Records
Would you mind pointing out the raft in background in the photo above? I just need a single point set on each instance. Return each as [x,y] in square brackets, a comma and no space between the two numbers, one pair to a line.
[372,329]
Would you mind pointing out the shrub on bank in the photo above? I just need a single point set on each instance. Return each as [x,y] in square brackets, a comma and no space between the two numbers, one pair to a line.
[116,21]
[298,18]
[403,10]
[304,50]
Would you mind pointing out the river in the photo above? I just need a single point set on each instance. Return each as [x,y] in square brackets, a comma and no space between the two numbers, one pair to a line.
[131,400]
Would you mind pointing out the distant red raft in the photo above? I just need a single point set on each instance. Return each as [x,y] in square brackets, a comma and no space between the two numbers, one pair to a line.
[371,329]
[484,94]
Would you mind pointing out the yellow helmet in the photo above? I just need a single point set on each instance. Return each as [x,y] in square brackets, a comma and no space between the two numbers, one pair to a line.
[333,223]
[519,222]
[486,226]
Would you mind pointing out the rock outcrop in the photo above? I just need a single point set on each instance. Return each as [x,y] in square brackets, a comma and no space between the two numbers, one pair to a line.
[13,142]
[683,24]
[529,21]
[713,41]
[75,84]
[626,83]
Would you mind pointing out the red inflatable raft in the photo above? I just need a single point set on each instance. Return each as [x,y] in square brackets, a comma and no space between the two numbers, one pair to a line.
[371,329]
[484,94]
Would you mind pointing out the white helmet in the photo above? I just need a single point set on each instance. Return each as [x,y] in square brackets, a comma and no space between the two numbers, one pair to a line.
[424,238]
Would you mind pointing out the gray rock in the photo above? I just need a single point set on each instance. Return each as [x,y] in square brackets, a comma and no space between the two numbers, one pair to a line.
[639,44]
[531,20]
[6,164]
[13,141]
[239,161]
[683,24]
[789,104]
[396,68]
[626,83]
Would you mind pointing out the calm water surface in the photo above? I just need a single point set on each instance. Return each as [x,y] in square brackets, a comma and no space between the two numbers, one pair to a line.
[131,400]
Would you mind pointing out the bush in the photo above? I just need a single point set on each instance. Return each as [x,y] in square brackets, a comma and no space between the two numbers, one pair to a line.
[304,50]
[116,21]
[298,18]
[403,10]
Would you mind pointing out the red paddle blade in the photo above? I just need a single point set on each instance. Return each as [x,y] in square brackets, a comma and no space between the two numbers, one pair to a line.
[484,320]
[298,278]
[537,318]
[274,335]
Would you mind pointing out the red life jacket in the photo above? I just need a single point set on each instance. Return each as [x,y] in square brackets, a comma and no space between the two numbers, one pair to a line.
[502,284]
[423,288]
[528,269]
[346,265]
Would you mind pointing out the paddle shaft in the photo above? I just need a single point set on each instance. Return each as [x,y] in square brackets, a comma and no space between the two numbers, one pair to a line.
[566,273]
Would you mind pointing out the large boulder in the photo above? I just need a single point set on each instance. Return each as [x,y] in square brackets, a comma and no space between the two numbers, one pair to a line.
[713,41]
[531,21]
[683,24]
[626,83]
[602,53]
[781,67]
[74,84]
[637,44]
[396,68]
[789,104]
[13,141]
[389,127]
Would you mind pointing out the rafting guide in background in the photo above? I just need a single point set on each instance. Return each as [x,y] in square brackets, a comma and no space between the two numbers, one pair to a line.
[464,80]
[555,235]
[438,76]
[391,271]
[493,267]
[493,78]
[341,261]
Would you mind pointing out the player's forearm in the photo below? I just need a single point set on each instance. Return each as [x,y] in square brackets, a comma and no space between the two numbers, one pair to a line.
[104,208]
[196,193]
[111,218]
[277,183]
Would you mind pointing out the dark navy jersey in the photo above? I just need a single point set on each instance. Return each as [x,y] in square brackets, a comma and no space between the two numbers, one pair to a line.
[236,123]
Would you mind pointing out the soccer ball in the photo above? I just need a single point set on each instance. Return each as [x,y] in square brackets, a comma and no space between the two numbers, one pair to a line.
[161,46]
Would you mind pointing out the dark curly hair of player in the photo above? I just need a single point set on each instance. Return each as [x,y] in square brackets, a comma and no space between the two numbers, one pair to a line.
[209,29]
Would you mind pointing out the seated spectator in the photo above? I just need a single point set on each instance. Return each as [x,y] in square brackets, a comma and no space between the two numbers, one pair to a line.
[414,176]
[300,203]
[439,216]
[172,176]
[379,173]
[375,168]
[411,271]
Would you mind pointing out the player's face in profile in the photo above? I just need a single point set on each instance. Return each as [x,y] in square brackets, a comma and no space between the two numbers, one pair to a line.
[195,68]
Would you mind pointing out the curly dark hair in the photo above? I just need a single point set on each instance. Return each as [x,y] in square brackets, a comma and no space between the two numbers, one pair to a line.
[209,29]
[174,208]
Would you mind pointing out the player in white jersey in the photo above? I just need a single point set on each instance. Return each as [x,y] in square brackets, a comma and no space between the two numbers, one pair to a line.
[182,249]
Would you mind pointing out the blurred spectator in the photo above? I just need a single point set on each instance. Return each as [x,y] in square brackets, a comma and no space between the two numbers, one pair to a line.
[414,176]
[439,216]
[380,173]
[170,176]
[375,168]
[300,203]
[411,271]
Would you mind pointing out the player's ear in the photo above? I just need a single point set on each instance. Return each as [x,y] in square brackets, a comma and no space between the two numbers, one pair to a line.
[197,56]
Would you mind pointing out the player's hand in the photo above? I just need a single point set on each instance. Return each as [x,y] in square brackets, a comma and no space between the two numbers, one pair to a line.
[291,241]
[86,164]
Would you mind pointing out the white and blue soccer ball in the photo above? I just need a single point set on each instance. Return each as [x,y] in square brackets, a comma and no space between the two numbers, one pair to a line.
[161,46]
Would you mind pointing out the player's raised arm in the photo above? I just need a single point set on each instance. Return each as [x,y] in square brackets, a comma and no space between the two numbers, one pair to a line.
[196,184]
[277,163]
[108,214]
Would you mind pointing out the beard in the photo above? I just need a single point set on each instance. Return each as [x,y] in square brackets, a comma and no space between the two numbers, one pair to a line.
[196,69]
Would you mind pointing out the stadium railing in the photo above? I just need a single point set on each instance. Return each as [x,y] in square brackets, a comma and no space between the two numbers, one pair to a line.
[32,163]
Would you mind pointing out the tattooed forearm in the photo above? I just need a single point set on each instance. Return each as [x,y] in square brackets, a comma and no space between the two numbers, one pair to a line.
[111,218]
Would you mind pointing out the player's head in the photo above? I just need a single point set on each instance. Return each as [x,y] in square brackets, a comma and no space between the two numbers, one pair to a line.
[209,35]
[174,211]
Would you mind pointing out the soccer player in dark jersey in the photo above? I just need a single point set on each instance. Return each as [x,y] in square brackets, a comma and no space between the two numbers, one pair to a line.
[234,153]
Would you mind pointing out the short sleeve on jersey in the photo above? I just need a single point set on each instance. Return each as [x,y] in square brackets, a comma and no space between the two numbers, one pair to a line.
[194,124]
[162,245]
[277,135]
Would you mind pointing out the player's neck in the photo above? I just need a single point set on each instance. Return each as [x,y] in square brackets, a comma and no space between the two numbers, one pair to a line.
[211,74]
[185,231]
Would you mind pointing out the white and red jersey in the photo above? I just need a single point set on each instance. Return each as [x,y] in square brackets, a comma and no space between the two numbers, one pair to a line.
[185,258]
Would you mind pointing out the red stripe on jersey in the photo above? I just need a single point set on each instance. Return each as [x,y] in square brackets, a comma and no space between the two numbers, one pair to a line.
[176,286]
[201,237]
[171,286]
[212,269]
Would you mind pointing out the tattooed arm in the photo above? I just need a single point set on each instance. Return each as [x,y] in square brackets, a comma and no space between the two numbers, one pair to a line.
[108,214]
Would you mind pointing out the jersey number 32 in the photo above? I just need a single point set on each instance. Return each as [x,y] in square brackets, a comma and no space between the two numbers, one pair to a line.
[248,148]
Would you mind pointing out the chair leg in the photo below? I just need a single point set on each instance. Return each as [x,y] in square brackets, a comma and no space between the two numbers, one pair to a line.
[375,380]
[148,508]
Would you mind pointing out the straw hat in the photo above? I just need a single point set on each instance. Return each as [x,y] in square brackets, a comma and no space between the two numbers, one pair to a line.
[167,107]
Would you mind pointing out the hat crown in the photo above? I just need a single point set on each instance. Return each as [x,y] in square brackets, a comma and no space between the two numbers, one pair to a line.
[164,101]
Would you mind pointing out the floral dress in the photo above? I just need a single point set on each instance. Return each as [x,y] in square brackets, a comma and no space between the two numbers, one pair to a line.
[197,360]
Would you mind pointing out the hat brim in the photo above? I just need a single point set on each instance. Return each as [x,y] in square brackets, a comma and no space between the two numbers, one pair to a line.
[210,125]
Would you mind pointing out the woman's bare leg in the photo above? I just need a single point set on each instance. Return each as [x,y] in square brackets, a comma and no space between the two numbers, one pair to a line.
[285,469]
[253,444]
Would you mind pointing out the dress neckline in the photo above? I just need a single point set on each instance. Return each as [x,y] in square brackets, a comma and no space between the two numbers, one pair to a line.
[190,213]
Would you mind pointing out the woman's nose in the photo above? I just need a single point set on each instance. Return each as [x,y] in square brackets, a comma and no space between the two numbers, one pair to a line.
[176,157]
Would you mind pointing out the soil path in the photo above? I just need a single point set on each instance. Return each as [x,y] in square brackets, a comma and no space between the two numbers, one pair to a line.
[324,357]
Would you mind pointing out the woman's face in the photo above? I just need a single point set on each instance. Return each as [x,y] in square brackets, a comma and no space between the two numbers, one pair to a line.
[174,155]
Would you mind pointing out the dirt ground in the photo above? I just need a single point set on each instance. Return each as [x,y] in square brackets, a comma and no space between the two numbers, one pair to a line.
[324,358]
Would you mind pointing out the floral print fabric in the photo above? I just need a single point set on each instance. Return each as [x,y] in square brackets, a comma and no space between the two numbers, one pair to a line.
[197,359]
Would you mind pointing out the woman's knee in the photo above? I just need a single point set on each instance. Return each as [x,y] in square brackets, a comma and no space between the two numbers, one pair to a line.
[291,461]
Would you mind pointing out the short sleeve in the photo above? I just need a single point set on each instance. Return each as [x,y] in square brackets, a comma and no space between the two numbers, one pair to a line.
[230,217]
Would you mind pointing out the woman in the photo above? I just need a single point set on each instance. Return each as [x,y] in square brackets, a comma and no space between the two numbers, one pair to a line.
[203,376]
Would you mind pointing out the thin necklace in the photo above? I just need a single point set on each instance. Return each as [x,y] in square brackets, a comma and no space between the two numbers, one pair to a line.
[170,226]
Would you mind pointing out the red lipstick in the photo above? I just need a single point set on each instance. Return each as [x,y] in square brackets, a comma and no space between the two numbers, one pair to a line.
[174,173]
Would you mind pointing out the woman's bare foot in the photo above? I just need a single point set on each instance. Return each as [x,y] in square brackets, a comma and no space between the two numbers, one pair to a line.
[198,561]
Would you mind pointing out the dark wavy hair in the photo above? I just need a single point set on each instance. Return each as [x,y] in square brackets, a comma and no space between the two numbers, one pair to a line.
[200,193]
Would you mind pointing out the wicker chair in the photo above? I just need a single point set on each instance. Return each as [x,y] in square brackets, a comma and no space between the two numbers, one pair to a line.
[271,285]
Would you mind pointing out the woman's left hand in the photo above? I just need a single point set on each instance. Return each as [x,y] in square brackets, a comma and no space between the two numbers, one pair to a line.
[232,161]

» **Problem**:
Your task is to extract the lines running from the one with "Would you mind pointing out the short sleeve in" to the end of the material, inclusive, copying each exactly and adding nothing.

» **Exercise result**:
Would you mind pointing out the short sleeve in the photo above? I just need a single point set on each instance. Return each as [x,y] in square brackets, a comma and no space between the two numbers, one pair to a line.
[230,217]
Would you mind pointing out the woman in the photo above? I just need a single point set on each instance. Return each as [x,y] in square brackets, a comma and no space between the two numbers, one pair to a line.
[203,376]
Would you mind pointing out the thin necklace in the photo above? I just need a single point set on each instance. Return each as [x,y] in square brackets, a comma and no space between the two numbers, one pair to a line.
[170,226]
Would you mind pointing out the red lipstick in the photo above? I just need a single point set on each instance. Return each as [x,y] in square brackets, a comma and no space between the two numbers, one pair to a line.
[174,173]
Would you mind pointing out the woman's bare foot in the photo above? I just need a single point set on each instance. Return each as [x,y] in square brackets, a comma and no space between the two numbers, one pair to a line.
[198,561]
Would you mind pointing out the dark wavy hair in the photo above? I just need a single point set on each instance. Return each as [x,y] in square brackets, a comma and no space between the two numbers, one pair to a line.
[200,193]
Would you mind pointing out the wicker chair in the photo above? I just need a single point set on each instance. Return each as [x,y] in square brackets, a comma and no space between the two numbers, one pair to a line.
[271,285]
Would you mind pointing out the woman's left hand in the photo above? I just need a single point set on each instance. Return each as [x,y] in square brackets, a comma and no space between the two numbers, one pair to a line.
[232,161]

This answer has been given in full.